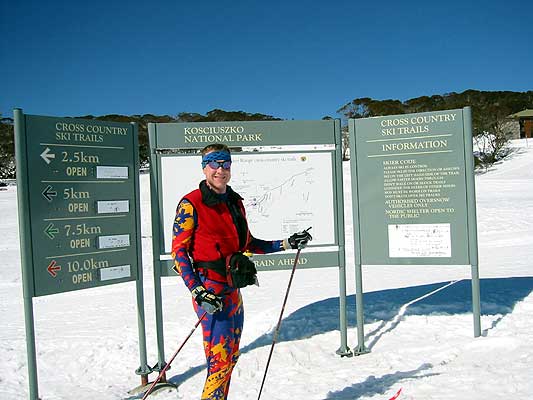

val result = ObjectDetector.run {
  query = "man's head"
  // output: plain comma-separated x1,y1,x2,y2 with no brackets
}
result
201,143,231,193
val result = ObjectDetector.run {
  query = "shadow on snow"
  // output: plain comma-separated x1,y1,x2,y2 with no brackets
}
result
164,277,533,399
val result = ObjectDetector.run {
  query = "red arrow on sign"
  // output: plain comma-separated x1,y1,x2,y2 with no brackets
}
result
46,260,61,278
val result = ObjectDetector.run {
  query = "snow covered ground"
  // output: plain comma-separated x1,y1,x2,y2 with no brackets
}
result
0,141,533,400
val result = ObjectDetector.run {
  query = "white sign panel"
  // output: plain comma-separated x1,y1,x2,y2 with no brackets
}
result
100,265,131,281
161,152,335,253
96,165,128,179
96,200,130,214
98,235,130,249
388,224,452,258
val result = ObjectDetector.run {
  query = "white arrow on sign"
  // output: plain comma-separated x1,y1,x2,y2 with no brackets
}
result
41,147,56,164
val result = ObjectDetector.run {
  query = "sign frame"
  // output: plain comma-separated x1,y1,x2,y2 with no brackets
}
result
148,120,351,369
13,108,151,400
348,107,481,354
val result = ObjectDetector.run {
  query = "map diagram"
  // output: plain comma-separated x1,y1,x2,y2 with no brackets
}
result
161,152,335,252
231,153,334,241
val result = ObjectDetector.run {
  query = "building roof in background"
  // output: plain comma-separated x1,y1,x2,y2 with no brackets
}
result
508,109,533,118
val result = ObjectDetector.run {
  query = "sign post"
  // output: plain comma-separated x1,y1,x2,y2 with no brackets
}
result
14,109,150,399
349,107,481,352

○ ○ ○ ○ ○

**What you should do**
Copy out all of the material above line for line, without altering anything. Omit the pictures from your copy.

**Result of this task**
val result = ObjectDetector.run {
  query = "man's head"
  // output: plain comma-separated x1,y1,x2,y2 with no brackets
}
result
201,143,231,193
val result = ObjectDetector.run {
  query = "shadow on snow"
  // output: plain comma-separated x1,y1,x2,y2 with no brackets
}
result
164,277,533,399
val result = ObjectDetector.run {
  query = "red arrow on sign"
  // output: plain comma-separated x1,y1,x2,y2 with no brackets
}
result
46,260,61,278
val result = ObjectDetector.run {
  query = "snow covered ground"
  // output: plain comma-separated x1,y1,x2,y2 with no brackets
}
result
0,141,533,400
val result = ObjectDetector.run {
  query = "white sign panel"
  // output: plain comma-separated x1,y1,x2,y2 with no brackets
}
result
100,265,131,281
161,152,335,253
96,165,128,179
96,200,130,214
98,235,130,249
388,224,452,258
val result = ObjectDetector.run {
  query = "white arrow on sign"
  // output: plain comma-separated x1,y1,x2,y2 with no brackets
}
result
41,147,56,164
val result = ObjectDetector.run {
  query = "sign frame"
  // output: plain comma-separated x1,y1,x2,y2 with no brackets
}
result
148,120,351,369
13,108,151,400
348,107,481,354
val result = ObjectDetector.run {
  query = "map diagram"
  // output: plain comma-separated x1,y1,x2,y2 with no brackets
}
result
161,152,335,252
231,153,334,241
val result = ObjectDetector.run {
  query = "building roof in background"
  // output: plain comma-separated x1,y1,x2,y2 with no brackets
}
result
508,109,533,118
val result = ObjectDetector.run {
  query = "sign post"
  // output: plain comma-separated x1,y1,x2,y2 with no brackets
}
result
14,109,150,399
349,107,481,352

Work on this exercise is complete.